• _Instructions_
A) In the essay on Donald Trump below, list the news networks named in the sentence that begins "On CNN."
B) Carry the essay on Donald Trump forward, beginning after its last sentence.

• _Document_
>>
Will Trump Get Away With It?

Will Trump Get Away With It?

For argument’s sake, let’s say you ran into this Trump character in a bar. First off, he’s boasting about how incredibly smart, rich and good looking he is. He’s a big, big winner. He’s even got his own TV show, and you don’t.

Next he starts in on what a HUGE success he is with the ladies, partly because of his, ahem, prodigious masculine endowment. American Pharoah, the race horse, has got nothing on The Donald.

Trump says you wouldn’t believe how many supposedly happily married wives he’s debauched. Top women, Trophy Wives, not that flat-chested specimen with “the face of a dog” sitting with you.

Next he tells you about his hot daughter, the one with the amazing body whom he’d probably date if his Super Model wife wasn’t even hotter.

Okay, enough.

In actual life, most people couldn’t get away fast enough; they’d flee the orange-haired ape as if he had Ebola. And yet millions are thinking about voting for Trump for president — essentially because television news networks now depict U.S. political contests as the biggest “reality TV” show of them all.

And the last thing people expect of reality TV is well, realism. What’s wanted is spectacle, illusion and melodrama. Less C-Span than pro wrestling. And in that arena, a figure like Donald J. Trump can be made to appear almost normal.

On CNN, MSNBC, Fox News, and the rest, there are now only three big news stories: the 2016 presidential election, terrorism, and sporadic natural disasters — tornadoes, floods, and earthquakes. It’s been that way pretty much since Trump declared his candidacy last June.

It follows that broadcast ratings, broadcasters’ careers and many millions of dollars depend upon keeping people entertained. That, in turn, depends upon suspense. To keep viewers watching, the election needs to be depicted as a cliffhanger. So far, so good.

If nothing else, the man gives good TV. His exaggerated mugging and insult-comic act can even be funny. As long as people can be persuaded that his enemies are also their enemies, he’s their man.
<<
• _Listed records_
>>
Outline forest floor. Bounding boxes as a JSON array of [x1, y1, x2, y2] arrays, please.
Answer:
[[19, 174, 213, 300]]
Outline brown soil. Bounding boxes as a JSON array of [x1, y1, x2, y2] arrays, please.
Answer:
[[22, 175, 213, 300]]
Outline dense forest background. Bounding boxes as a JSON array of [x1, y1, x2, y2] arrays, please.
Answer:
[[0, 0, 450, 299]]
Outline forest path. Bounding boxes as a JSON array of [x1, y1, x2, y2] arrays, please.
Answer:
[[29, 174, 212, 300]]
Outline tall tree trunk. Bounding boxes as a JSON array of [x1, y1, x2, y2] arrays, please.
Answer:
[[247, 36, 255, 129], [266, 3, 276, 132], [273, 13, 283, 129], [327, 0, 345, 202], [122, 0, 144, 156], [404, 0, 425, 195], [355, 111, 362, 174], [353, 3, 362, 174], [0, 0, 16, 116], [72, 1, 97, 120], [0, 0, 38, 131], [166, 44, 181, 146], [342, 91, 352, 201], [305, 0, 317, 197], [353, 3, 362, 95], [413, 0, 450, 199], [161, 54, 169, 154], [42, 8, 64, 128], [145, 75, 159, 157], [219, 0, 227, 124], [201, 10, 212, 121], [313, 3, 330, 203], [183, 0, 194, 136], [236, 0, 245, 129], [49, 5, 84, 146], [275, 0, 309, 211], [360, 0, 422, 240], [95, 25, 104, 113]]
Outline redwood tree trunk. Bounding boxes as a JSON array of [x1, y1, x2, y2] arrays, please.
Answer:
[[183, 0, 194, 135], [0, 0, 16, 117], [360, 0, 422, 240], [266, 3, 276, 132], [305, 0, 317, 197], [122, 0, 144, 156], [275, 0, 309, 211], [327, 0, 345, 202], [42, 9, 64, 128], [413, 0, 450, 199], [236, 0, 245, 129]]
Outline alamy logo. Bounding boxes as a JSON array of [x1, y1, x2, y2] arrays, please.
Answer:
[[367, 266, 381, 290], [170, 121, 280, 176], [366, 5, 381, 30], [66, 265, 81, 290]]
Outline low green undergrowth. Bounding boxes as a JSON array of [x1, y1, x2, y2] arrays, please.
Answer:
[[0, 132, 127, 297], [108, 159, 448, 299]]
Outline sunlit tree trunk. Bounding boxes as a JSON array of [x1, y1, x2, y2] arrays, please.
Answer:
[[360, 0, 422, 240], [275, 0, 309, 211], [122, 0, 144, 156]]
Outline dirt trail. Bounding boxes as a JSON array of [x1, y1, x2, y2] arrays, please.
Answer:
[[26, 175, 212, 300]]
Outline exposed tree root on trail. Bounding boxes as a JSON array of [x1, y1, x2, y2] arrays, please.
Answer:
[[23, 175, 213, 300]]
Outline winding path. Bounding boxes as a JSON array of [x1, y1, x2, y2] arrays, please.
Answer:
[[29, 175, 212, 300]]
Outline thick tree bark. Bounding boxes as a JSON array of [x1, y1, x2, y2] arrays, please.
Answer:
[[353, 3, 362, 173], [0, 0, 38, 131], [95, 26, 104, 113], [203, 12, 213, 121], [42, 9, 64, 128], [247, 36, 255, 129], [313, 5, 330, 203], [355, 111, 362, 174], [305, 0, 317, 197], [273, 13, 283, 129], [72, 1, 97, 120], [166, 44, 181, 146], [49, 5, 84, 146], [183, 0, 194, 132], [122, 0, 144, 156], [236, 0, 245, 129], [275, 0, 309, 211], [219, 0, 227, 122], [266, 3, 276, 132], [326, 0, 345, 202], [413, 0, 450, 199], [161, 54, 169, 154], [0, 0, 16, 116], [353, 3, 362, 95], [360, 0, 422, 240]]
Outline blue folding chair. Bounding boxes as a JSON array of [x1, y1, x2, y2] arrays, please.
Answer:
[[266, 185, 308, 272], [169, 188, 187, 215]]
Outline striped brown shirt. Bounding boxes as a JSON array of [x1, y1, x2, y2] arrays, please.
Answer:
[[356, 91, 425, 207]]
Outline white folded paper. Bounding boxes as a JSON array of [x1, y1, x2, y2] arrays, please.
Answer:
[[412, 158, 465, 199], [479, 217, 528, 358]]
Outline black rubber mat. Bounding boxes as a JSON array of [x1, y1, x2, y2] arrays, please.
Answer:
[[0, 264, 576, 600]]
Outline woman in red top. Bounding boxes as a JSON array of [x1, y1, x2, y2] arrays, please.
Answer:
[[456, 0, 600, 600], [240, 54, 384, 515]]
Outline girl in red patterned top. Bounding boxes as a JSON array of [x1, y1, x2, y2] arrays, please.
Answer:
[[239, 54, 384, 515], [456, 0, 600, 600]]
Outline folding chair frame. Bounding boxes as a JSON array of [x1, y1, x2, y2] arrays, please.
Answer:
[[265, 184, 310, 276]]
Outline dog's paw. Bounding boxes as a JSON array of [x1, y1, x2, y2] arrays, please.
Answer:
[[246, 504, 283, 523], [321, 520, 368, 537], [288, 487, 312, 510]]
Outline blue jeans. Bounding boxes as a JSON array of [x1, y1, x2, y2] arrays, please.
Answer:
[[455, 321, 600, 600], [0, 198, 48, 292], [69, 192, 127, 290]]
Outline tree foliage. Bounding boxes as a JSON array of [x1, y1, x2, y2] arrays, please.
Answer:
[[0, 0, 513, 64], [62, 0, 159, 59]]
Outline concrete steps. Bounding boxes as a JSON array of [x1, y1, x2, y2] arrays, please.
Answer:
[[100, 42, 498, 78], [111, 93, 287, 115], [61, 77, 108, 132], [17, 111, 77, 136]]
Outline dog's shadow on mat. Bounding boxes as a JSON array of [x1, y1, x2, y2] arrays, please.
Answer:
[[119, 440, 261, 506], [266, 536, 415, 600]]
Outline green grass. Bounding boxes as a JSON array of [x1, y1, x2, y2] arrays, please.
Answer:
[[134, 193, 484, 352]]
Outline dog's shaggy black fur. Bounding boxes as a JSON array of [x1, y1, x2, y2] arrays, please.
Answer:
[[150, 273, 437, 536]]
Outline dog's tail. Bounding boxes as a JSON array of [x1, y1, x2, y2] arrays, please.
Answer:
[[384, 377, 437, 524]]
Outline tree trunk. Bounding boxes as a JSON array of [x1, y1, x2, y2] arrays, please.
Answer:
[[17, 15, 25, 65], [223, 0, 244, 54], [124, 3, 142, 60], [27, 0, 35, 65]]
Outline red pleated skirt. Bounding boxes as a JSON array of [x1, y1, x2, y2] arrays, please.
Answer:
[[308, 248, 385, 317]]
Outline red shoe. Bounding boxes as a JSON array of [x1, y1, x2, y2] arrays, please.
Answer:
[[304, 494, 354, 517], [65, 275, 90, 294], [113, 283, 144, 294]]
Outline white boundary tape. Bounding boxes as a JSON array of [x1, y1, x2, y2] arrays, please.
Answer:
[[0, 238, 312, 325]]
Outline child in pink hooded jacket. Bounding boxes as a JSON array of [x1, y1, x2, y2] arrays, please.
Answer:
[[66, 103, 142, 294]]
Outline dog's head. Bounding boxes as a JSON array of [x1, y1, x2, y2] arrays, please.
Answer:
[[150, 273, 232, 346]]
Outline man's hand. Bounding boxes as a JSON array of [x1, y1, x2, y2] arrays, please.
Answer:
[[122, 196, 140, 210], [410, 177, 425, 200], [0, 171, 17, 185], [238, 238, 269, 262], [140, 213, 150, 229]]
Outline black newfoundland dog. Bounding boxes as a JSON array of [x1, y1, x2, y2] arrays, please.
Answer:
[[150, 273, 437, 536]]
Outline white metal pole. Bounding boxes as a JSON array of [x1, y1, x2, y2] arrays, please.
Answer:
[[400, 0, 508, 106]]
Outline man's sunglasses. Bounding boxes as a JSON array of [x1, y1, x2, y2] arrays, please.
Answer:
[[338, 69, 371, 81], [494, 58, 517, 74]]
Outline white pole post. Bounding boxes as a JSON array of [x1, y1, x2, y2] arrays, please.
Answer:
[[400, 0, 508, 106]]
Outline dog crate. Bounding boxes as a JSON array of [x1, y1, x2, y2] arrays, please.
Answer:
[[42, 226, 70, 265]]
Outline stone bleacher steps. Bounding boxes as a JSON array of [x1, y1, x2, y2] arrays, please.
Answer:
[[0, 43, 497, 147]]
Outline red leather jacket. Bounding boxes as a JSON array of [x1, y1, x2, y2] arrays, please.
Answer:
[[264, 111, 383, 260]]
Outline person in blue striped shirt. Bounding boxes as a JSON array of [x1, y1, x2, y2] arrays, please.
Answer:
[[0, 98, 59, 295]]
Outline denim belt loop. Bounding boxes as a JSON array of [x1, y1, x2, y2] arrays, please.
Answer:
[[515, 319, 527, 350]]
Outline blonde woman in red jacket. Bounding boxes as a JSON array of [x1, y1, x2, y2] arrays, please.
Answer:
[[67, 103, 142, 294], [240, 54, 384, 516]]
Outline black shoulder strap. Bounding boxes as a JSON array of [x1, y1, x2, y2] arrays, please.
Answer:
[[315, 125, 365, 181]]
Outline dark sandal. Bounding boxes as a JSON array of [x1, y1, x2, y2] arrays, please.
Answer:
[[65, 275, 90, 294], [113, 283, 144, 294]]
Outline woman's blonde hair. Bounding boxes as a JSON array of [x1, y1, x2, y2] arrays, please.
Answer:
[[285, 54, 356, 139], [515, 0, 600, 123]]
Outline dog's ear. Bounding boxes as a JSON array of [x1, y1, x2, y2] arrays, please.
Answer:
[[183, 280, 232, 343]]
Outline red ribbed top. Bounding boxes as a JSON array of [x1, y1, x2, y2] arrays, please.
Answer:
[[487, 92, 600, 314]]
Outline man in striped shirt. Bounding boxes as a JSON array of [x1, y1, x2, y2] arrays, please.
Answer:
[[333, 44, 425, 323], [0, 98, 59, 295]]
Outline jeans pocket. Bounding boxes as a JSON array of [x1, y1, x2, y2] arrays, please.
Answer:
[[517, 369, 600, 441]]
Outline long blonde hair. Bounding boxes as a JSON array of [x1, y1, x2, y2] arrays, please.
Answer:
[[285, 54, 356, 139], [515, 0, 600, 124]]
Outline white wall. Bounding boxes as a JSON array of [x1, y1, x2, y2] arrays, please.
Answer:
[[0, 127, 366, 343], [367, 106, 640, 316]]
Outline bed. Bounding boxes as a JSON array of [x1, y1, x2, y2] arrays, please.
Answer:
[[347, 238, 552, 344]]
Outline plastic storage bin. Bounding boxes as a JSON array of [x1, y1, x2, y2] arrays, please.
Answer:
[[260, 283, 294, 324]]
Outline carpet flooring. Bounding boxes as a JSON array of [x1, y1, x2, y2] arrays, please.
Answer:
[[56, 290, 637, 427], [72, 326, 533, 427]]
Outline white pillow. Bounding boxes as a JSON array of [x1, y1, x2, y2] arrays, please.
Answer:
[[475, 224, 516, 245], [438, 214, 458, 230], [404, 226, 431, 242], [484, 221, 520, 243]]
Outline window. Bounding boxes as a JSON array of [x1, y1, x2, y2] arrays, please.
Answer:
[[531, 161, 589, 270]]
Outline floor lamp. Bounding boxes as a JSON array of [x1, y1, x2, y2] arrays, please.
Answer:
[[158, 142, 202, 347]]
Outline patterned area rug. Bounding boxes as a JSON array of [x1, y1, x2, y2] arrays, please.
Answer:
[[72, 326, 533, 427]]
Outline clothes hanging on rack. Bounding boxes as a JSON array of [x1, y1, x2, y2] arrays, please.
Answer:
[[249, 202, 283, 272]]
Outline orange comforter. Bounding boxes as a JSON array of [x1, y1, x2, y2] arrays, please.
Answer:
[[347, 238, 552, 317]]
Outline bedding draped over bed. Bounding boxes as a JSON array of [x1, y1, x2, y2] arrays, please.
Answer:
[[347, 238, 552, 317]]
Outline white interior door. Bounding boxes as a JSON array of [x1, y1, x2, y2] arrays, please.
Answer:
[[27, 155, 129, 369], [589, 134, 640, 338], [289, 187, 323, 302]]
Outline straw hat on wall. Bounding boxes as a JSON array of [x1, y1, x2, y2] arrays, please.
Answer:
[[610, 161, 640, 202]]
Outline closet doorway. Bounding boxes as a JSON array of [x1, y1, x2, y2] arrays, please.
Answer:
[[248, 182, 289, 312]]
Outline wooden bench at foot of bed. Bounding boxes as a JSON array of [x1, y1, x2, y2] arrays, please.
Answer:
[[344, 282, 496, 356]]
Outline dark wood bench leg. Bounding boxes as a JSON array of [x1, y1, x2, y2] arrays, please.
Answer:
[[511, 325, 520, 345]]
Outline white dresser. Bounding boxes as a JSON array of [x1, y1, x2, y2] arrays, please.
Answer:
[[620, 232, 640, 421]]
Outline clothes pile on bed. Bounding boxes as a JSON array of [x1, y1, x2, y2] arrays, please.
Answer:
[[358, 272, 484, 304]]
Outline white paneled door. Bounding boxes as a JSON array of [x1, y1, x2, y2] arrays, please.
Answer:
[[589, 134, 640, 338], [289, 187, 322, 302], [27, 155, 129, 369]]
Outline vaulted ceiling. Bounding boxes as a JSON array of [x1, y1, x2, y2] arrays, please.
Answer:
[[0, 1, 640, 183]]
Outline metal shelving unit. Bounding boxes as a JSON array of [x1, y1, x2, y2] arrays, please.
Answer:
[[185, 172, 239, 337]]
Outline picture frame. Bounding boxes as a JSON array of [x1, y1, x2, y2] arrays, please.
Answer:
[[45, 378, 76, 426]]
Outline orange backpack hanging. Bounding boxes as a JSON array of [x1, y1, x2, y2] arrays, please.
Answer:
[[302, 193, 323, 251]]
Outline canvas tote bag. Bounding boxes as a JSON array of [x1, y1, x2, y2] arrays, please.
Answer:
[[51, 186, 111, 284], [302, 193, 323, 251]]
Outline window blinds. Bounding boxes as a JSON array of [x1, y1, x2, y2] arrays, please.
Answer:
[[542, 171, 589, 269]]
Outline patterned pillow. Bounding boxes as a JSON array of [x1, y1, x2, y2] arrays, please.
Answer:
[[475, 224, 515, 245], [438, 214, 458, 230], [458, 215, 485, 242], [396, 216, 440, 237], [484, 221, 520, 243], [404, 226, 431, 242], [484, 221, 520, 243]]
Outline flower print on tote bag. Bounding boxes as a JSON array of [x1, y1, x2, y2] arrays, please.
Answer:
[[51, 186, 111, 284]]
<<
• _Responses in order_
A) CNN, MSNBC, Fox News

B)
However, there should be limits. People who brag a lot also tend to lie a lot. What then if large numbers of voters figured out that Trump’s proudest boast of superior political judgment turned out to be pure fiction — the one about how he alone among Republican presidential candidates recognized the folly of the Bush administration invading Iraq in 2003, and spoke vigorously against the war?

The myth-making began during a televised GOP debate last September.

“I have to say something because it’s about judgment,” Trump said. “I am the only person on this dais, the only person that fought very, very hard against us…going into Iraq. Because I said going into Iraq —That was in 2003, you can check it out, I’ll give you 25 different stories — What I said was you’re going to, you’re going to destabilize the Middle East, and that’s what happened.”

Bob Somerby checked it out on Nexis. No evidence of a single story, much less twenty-five, could be found. Trump alibied that the press failed to record his opposition because he wasn’t then in politics.

Yeah, well neither were the Dixie Chicks. Many of the same people currently attending Trump rallies were busy burning the group’s CDs back then. Had Trump said a single word against George W. Bush’s folly, torch-bearing mobs would have marched on his casinos like Transylvanian peasants in a vampire movie. His TV show “The Apprentice” would never have gotten off the ground.

If you recall, France’s ambassador did say in the United Nations essentially what Trump now pretends he said. As a result, French fries temporarily became “Freedom Fries.” Indeed, I cherish a photo of an Arkansas truck stop vending machine offering “Freedom Ticklers” for fifty cents.

Then last fall, Trump began claiming that the Bush White House had actually dispatched emissaries begging him to tone his criticism down. Washington Postfact checkers could find no evidence that ever happened either.

Quite the opposite. History records that Trump was an Iraq war hawk, full stop. BuzzFeed’s Andrew Kaczynski obtained an audio recording of a March 21, 2003, Fox News interview where he declared the invasion “a tremendous success from a military standpoint.” As a result, Trump predicted, “Wall Street’s just gonna go up like a rocket.” He was eager to see Saddam Hussein’s mighty arsenal.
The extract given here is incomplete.